Work required:
Reproduce, word for word, the stretch of the Habre news article from "Habre Habre ruled" through "widespread torture.".
** Start Page **
| International
[ 2011-07-10 ]
UN rights chief urges Senegal to review Habre move GENEVA (AFP) - UN human rights chief Navi Pillay
on Sunday urged Senegal to reconsider sending
Chad's former dictator Hissene Habre back to his
home country to face justice for alleged
atrocities.
"I urge the government of Senegal to review its
decision," Pillay said in a statement, adding
guarantees should at the very least be obtained
that Habre would not be subjected to torture or
the death penalty and would get a fair trial.
Habre Habre ruled Chad from 1982 and fled to
Senegal in 1990, when he was overthrown by
incumbent President General Idriss Deby Itno.
A 1992 truth commission report in Chad said Habre
had presided over 40,000 political murders and
widespread torture.
In 2008, a court there sentenced him to death for
crimes against humanity in a trial held in his
absence.
** End Page **
** Start Supplied material **
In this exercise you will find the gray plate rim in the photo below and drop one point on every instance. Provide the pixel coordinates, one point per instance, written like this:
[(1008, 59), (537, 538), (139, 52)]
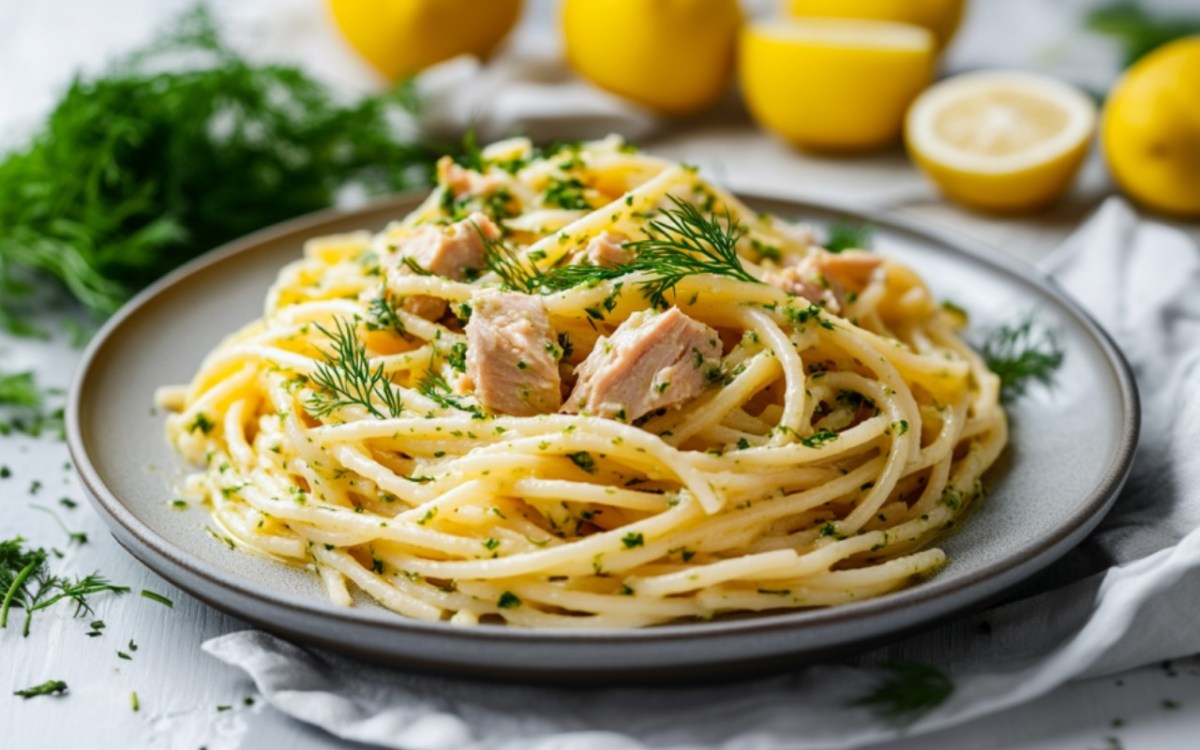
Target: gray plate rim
[(1020, 564)]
** End Supplied material **
Task answer:
Habre Habre ruled Chad from 1982 and fled to
Senegal in 1990, when he was overthrown by
incumbent President General Idriss Deby Itno.
A 1992 truth commission report in Chad said Habre
had presided over 40,000 political murders and
widespread torture.